→ STATED GOAL: Locate each line in the material below that contains the word "sign", and copy those lines out in full.

======

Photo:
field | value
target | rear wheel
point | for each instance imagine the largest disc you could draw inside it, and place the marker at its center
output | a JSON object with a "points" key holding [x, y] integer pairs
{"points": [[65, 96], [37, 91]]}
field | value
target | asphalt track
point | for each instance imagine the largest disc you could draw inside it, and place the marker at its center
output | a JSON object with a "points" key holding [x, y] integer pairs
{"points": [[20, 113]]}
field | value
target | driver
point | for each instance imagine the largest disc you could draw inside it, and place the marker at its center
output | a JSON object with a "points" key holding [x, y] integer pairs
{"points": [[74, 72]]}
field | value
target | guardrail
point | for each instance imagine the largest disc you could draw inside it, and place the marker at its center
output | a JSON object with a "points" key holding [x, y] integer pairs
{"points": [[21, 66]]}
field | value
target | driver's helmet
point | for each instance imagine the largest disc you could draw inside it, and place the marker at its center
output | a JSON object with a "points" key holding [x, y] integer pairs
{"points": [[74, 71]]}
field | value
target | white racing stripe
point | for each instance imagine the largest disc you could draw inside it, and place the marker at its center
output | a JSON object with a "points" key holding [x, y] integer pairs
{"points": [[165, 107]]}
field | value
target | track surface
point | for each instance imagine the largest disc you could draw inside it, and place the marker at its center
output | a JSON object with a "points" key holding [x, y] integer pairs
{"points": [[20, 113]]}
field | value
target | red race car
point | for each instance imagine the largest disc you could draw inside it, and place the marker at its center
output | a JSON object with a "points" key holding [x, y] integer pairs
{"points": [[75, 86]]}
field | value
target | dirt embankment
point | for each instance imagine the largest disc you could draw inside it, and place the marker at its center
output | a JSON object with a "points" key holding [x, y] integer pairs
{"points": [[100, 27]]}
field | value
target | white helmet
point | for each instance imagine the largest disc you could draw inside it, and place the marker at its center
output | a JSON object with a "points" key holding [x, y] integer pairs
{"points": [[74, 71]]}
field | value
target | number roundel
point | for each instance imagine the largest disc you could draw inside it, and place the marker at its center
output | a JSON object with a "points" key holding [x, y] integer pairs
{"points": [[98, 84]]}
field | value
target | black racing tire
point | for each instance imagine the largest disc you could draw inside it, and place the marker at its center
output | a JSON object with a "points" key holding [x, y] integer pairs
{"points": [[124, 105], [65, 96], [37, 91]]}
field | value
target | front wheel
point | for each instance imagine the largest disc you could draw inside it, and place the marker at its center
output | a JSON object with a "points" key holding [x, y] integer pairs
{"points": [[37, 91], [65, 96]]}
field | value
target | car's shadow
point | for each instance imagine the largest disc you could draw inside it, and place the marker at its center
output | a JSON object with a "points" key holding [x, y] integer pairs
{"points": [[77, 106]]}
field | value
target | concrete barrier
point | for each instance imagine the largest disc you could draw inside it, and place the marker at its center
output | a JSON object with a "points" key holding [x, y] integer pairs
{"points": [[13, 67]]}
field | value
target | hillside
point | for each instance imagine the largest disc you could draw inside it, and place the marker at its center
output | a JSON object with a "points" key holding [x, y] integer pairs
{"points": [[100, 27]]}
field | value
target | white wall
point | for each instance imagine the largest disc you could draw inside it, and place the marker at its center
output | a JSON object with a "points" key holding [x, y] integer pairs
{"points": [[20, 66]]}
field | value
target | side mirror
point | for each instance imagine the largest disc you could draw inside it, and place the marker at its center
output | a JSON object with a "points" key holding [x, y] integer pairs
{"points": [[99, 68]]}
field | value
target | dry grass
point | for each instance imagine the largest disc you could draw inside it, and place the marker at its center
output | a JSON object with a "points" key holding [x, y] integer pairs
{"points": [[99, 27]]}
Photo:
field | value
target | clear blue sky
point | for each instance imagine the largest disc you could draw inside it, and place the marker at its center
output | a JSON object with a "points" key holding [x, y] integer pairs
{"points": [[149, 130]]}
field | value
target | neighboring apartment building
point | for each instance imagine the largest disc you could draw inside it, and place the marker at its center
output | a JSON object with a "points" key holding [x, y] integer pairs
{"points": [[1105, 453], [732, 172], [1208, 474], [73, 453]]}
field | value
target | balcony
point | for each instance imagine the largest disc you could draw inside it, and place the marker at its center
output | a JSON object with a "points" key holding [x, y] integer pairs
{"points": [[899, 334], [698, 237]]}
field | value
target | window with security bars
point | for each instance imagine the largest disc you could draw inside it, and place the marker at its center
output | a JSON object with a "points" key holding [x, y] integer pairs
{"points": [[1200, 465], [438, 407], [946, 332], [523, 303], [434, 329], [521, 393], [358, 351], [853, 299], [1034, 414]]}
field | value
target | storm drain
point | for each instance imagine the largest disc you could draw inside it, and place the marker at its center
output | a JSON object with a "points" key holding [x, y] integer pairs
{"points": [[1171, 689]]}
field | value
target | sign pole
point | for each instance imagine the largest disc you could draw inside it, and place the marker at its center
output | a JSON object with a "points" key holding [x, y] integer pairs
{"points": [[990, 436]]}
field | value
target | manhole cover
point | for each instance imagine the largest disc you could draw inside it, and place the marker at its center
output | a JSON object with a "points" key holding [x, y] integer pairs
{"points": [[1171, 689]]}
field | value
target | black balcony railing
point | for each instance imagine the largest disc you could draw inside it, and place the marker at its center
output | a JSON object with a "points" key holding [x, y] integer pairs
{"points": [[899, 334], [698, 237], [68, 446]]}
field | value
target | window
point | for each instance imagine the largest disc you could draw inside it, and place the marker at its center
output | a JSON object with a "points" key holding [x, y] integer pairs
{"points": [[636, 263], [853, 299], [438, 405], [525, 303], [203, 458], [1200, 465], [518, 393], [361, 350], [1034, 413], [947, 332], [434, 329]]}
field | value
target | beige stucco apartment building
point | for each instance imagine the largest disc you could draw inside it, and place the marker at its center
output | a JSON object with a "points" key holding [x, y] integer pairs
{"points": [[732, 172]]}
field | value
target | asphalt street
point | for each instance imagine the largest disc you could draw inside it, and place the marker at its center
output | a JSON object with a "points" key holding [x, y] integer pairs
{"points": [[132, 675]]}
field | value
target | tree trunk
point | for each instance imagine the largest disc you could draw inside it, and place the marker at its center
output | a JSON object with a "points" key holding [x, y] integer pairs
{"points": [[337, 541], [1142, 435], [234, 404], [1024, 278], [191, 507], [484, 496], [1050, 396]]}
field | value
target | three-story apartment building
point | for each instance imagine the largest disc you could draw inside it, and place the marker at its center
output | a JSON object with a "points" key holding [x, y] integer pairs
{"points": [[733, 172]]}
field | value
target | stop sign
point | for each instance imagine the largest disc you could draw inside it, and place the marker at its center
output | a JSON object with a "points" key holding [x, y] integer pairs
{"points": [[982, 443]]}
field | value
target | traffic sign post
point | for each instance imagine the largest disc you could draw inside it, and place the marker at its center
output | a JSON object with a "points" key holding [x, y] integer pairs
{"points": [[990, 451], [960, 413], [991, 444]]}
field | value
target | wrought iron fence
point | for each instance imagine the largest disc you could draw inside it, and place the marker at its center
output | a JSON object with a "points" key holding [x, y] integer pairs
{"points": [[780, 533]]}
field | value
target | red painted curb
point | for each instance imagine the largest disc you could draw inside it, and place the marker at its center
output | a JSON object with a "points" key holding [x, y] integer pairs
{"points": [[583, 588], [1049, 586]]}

======

→ RESULT OF THE TASK:
target | sign pole
target | stop sign
target | traffic sign post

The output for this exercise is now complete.